La vraie vie, la vie enfin découverte et éclaircie, la seule vie par conséquent réellement vécue, c'est la littérature.



mardi 23 mars 2021

Les cerfs-volants mettent longtemps à mourir.

  

Virginia Woolf, La Chambre de Jacob, traduit de l’anglais par Jean Talva, parution originale 1922.

 

Ah je ne l’avais pas encore relu celui-là ! C’est donc fait.

Ce court roman raconte la vie de Jacob, vue à travers les yeux de ses proches. Sa mère, ses camarades d’université (Cambridge, cher au cœur de Woolf), les femmes qui tombent amoureuses, ses amis. Mais qui est-il ? Cet être imperturbable, nonchalant, rêveur, mélancolique… ou est-ce que tous les êtres humains apparaissent ainsi aux autres ? Est-ce que chacun n’est pas un être insaisissable pour peu que l’on prenne le temps de s’interroger sincèrement ?

**LISTE DES TÂCHES**
#1 Modifiez le passage de l'extrait qui va de « La vraie vie, la » à « longtemps à mourir. » en remplaçant « littérature » par « musique ».
#2 D'après l'extrait, qui a traduit La Chambre de Jacob ?
#3 Selon la première phrase de l'extrait, pourquoi la littérature est-elle la seule vie réellement vécue ?
Les enregistrements forment un matériau à part, distinct de l'extrait.

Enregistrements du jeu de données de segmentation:
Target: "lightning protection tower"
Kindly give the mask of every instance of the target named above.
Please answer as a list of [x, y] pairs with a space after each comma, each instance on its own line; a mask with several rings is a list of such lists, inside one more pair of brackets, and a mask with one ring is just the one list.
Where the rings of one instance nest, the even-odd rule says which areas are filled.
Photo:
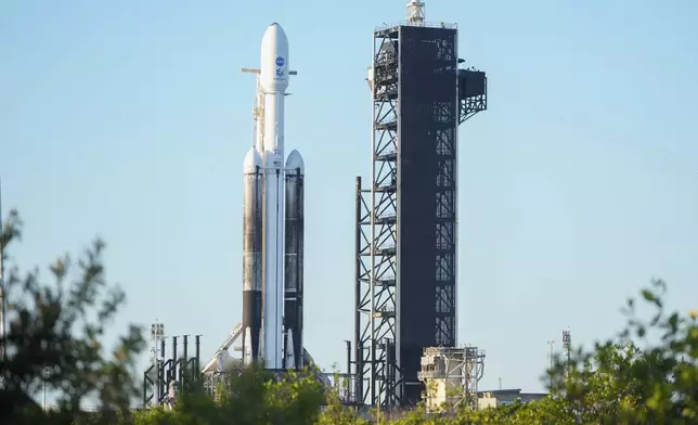
[[408, 12], [373, 34], [371, 182], [357, 179], [354, 385], [385, 407], [418, 402], [423, 350], [456, 345], [457, 130], [487, 108], [457, 27]]

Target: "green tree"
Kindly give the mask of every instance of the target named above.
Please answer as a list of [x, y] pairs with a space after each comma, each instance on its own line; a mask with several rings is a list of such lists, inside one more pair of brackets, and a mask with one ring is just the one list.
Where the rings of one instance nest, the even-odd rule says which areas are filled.
[[[22, 230], [23, 222], [13, 210], [0, 235], [5, 263], [11, 259], [9, 247], [21, 239]], [[33, 396], [44, 383], [60, 409], [73, 412], [70, 417], [78, 422], [93, 416], [79, 413], [88, 397], [94, 397], [104, 410], [127, 415], [131, 398], [139, 392], [135, 358], [145, 343], [141, 330], [130, 325], [109, 356], [104, 353], [104, 333], [125, 302], [125, 294], [107, 283], [103, 252], [104, 243], [98, 239], [75, 262], [67, 254], [61, 256], [49, 267], [52, 284], [41, 280], [38, 268], [9, 268], [4, 275], [9, 326], [1, 342], [5, 356], [0, 359], [3, 421], [40, 423], [43, 414]]]
[[[558, 359], [550, 373], [569, 416], [582, 423], [698, 423], [698, 323], [695, 313], [667, 313], [665, 291], [661, 280], [642, 291], [654, 309], [650, 319], [639, 318], [636, 299], [629, 299], [623, 331], [593, 351], [579, 350], [569, 375]], [[637, 348], [639, 342], [646, 347]]]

**RÉPONSES COMPLÈTES**
#1
La vraie vie, la vie enfin découverte et éclaircie, la seule vie par conséquent réellement vécue, c'est la musique.



mardi 23 mars 2021

Les cerfs-volants mettent longtemps à mourir.

#2 Jean Talva.

#3 La littérature est la vie enfin découverte et éclaircie. C'est pourquoi, « par conséquent », elle est la seule vie réellement vécue.